*** EXCERPT PROVIDED ***

Former Lady Jets Mari Hill making history for women’s basketball
By Chase Bachman, Reporter – BG Falcon Media
Inside the Stroh Center, the lights are dimmed as the BGSU player introductions are underway. Making her start for the Falcons, wearing number 11: point guard Mari Hill. Hill is a graduate of South Georgia Technical College in Americus, GA and helped lead the nationally ranked Lady Jets to the NJCAA tournament in 2019.
The dark-haired, 5-foot-6-inch athlete is the shortest girl on the court. Many would consider that a disadvantage but not Hill.
In her first game as a Falcon, the junior transfer tallied nine steals, falling one shy of the school’s single-game record. Hill may have been short of the achievement, but she made history just by stepping on the court. Hill is the first Japanese native to play women’s basketball in the Mid-American Conference. Hill is the latest in only a handful of Japanese nationals to have played basketball at the NCAA Division I level.
Growing up in Nagakute, Japan, Hill said she had an upbringing unlike the rest of her teammates.
“It’s just so different,” Hill said. “The food is different. The language is different. Nothing is the same.”
Hill’s father, Harry, further added to this unique upbringing. He moved to Japan in 1985 and worked as an English teacher, serving hundreds of schools over a two year period. It was during this time that he met his future wife, Yumiko, at a dojo.
The two married in 1988, and shortly after left for the United States where Hill’s father worked on Wall Street. The couple returned to Japan only two years later. Hill spent the 1990s organizing several different business projects. He returned once again to the U.S. in 1997. He finally settled in Japan in 1999 to join a marketing firm, becoming its president in 2006.
“I think that being an international family, Mari always knew there was a world beyond Japan,” Hill’s father said.
Hill grew up in an athletic family. Her father is a fifth degree black belt in shorinji kempo, a martial art style similar to kung fu. Her mother was athletic. Her sisters played basketball. Her parents felt that their five children should be outdoors, being physically active. Her father says the kids would spend as much as five or six hours a day playing anything from tag to volleyball.
The fourth of the five children, Hill enjoyed playing tennis and bowling recreationally, but it was the sport of basketball that had her full-time commitment. Typically in Japan, when a child chooses to play a sport competitively, it is the only sport on which they focus. Unlike her American teammates, who usually played multiple sports through high school, Hill picked up a basketball at 8 years old and hasn’t put it down since.

*** EXCERPTED DATA ***

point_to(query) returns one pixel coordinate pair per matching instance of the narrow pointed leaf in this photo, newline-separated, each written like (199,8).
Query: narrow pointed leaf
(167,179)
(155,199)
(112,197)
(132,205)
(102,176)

***

__SET EXERCISE A__. According to the Mari Hill article, how many steals did Hill record in her first game as a Falcon?
__SET EXERCISE B__. Reproduce the passage of the Mari Hill article word for word, from "In her first" up to and including "of her teammates.".

__FINAL RESULT A__. Nine steals.

__FINAL RESULT B__.
In her first game as a Falcon, the junior transfer tallied nine steals, falling one shy of the school’s single-game record. Hill may have been short of the achievement, but she made history just by stepping on the court. Hill is the first Japanese native to play women’s basketball in the Mid-American Conference. Hill is the latest in only a handful of Japanese nationals to have played basketball at the NCAA Division I level.
Growing up in Nagakute, Japan, Hill said she had an upbringing unlike the rest of her teammates.